◆ **Extract to read**
(begin)

Penalty
时间限制:1000 ms | 内存限制:65535 KB
难度:2
描述
As is known to us, the penalty is vitally important to competitors in the programming contest! After participating in the 2014 ACM-ICPC Asia Xian Regional Contest, LYH have a deep understanding about the importance of penalty. If some teams have solved same problem, the less penalty, the top rank.
According to the rules of the competition, among all the teams, 10% will win a gold medal, 20% will win a silver medal, 30% will win a bronze medal. If it is not an integer, we will take the integer which not less than the real number as the number of the corresponding medal. For example, if the number of gold medal is 2.3, then we consider the number of gold medal is 3.
For the sake of simpleness, suppose that the number of problems each team have solved is equal in the end of the programming contest, and we have known the penalty of each team. As a competitor , LYH want to know what is the maximum penalty will be if he wants to win a gold medal、a silver medal、a bronze medal.
输入
The first line of the input gives the number of test cases, T. T test cases follow.
For each test case, the first line contains an integer n(5≤n≤310), the number of the team except LYH’team, the second line contains n distinct integers a(500≤a≤5500), the ith integer represents the penalty of the ith team except his team.
输出
For each test case, output one line “Case #x: G S B”, where x is the case number(starting from 1), G is the maximum penalty if he wants to win a gold medal, S is the maximum penalty if he wants to win a silver medal, B is the maximum penalty if he wants to win a bronze medal.

(end)

◆ **Extracted entries**
(begin)

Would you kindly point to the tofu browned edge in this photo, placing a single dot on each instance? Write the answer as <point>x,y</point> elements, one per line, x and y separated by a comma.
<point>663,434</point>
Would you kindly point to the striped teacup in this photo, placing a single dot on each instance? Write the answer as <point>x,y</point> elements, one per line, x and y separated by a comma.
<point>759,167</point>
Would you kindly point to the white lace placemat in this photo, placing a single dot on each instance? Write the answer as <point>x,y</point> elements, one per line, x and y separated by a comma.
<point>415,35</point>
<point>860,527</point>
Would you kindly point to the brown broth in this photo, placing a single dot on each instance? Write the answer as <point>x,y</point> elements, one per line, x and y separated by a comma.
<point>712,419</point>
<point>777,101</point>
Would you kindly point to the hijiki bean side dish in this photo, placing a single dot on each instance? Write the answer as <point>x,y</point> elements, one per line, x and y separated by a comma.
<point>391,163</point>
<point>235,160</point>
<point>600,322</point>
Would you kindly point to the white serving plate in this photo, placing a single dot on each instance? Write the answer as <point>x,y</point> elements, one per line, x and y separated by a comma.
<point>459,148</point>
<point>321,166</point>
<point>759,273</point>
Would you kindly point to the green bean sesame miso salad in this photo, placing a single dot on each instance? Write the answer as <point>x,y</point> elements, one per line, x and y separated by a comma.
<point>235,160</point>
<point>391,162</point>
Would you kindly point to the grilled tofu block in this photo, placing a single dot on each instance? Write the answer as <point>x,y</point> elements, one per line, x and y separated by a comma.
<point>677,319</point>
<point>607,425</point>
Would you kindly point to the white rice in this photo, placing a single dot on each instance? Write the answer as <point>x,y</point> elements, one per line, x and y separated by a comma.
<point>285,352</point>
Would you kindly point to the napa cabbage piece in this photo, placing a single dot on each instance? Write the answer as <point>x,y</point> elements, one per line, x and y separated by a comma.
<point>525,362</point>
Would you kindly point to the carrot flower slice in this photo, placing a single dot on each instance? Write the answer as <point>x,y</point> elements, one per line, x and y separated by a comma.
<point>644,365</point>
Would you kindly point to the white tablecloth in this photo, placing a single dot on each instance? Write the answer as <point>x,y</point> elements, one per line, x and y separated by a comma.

(end)

◆ **Challenges**
[a] Print the Penalty problem statement from "For the sake" to "except his team.".
[b] In the Penalty problem statement, what percentage of all teams wins a silver medal?
[c] Using the Penalty problem statement, explain why each team's penalty alone decides its rank in this problem.

◆ **Exercise answers**
[a]
For the sake of simpleness, suppose that the number of problems each team have solved is equal in the end of the programming contest, and we have known the penalty of each team. As a competitor , LYH want to know what is the maximum penalty will be if he wants to win a gold medal、a silver medal、a bronze medal.
输入
The first line of the input gives the number of test cases, T. T test cases follow.
For each test case, the first line contains an integer n(5≤n≤310), the number of the team except LYH’team, the second line contains n distinct integers a(500≤a≤5500), the ith integer represents the penalty of the ith team except his team.

[b] 20% of all teams win a silver medal.

[c] The problem assumes that every team has solved the same number of problems by the end of the contest. Among teams that have solved the same number of problems, the team with the lower penalty ranks higher.